[Given instruction A] From the lily pipe thread, render this sentence in Spanish: "I went back to a spray bar in the end."
[Given instruction B] Pick up the lily pipe thread where it stops and write what follows.

[Selection]
----------------------------------------

# eBay lily pipes



## fish fodder (2 Apr 2013)

Hi, 
Just had a look for glass lily pipes on eBay and noticed they are pretty cheap compared to others I have seen... Are they inferior? Anyone else use them? 
Cheers


----------



## Gill (2 Apr 2013)

not had any problems with the lilly pipes i have bought from ebay in the past.


----------



## fish fodder (2 Apr 2013)

Gill said:


> not had any problems with the lilly pipes i have bought from ebay in the past.



Are they the set for about £20 from hong kong?


----------



## Gill (2 Apr 2013)

Yeah, bought them a few years ago, and do the job
. post the link and others can give feedback on them if purchased.


----------



## fish fodder (2 Apr 2013)

Even cheaper than I thought..... Gotta be worth it

 Aquarium Glass Inflow Outflow Lily Pipe 13mm For 12/16mm Tube + Suction Cups | eBay


----------



## Gill (2 Apr 2013)

those are fine, have them saved in my watch list. have bought from this seller in the past without problems.


----------



## Henry (2 Apr 2013)

Will these fit an AquaOne Aquis 500? It's a little difficult to measure accurately. I still wouldn't trust my measuring anyway!


----------



## bridgey_c (2 Apr 2013)

I have got a set of those pipes fish fodder, nowt wrong with them in terms of quality (although im sure the ada ones would be made of sturdier glass). However I did have a problem with the direction of the outflow. I found it extremely difficult/impossible to set them so I got a decent amount of surface movement. They push the out flow downwards, as opposed to horizontally. Im sure for some tanks/people this would be fine but I wanted some surface agitation. I had to either have no surface movement or lift the pipe about 1 cm above the surface and then I would have an annoying gurgling sound constantly. I went back to a spray bar in the end. Maybe you would want this but unfortunately it didnt suit my tank. For £15 though you cant really go wrong.....


----------



## Manrock (2 Apr 2013)

OMG! I paid £50 at the 'Show' for a glass lily pipe - I could have one a week for this price!


----------



## Piece-of-fish (3 Apr 2013)

That is really cheap. Used to be more expensive, like 30£ per set 3 years ago and the quality was crap although did the job.
It could all have changed apparently.


----------



## Tim Harrison (3 Apr 2013)

I've had a set for a couple of years and absolutely no issues with them. I think that most will be manufactured in the far east and many will be branded for sale at higher prices but essentially the same product.

With regards direction of outflow it all comes down to deliberate design, some are meant to direct flow down others across the surface and some in between. So make sure you're buying the pipes that suite your requirements.


----------



## Iain Sutherland (3 Apr 2013)

I've had a few set and they do the job however they have a tendency to be even more fragile than branded ones.  So happy to have stainless now as im an oaf at the best of times.   Swear ive been seconds from death a few times when removing pipes from lily's


----------



## BIN578 (3 Apr 2013)

Manrock said:


> OMG! I paid £50 at the 'Show' for a glass lily pipe - I could have one a week for this price!


 
Dont worry, my Cal Aqua ones cost £70 each and I have the pair !  Whats worse is that they are not even being used at the moment lol.  Those who have the ADA ones will have paid twice that, but hey, they do have ADA engraved on the glass


----------



## fish fodder (3 Apr 2013)

----------------------------------------

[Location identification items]
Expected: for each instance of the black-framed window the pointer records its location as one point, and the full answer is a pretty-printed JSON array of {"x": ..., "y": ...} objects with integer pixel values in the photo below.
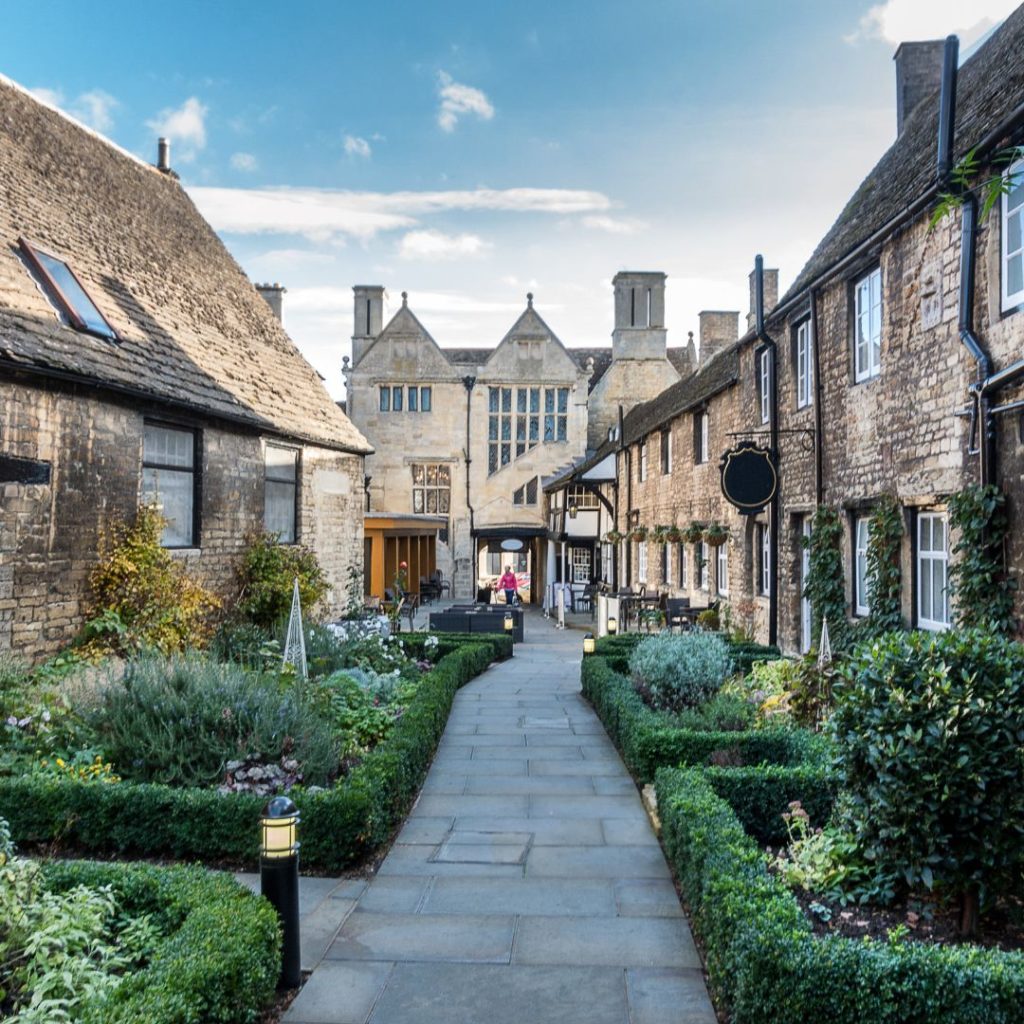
[
  {"x": 67, "y": 292},
  {"x": 170, "y": 481},
  {"x": 281, "y": 493}
]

----------------------------------------

[Task result A] Al final volví a usar una barra difusora.

[Task result B]
BIN578 said:


> Dont worry, my Cal Aqua ones cost £70 each and I have the pair !  Whats worse is that they are not even being used at the moment lol.  Those who have the ADA ones will have paid twice that, but hey, they do have ADA engraved on the glass



I have a glass etcher


----------



## BIN578 (3 Apr 2013)

fish fodder said:


> I have a glass etcher


 
Perfect.  Get etching and make yourself a fortune.  Cos afaic there is no difference in quality between Cal Aqua and ADA stuff having owned both. (And I bet someone else comes along and disagrees, LOL but hey, I did say afaic


----------



## GreenNeedle (4 Apr 2013)

I've still got some of the original knock off ones from Aquatic Magic with the glass ball on the end of the intake   Must've been 2007 and been in continuous use


----------



## mafoo (4 Apr 2013)

Im quite tempted to get some glass ones but i know that ill wind up breaking them sooner rather than later. I haven't seen any steel ones on ebay - not sure where to order them from - sounds quite cool. The only downside i can see with these custom lily pipes is the holes on the inlets aren't really shrimplet compatible.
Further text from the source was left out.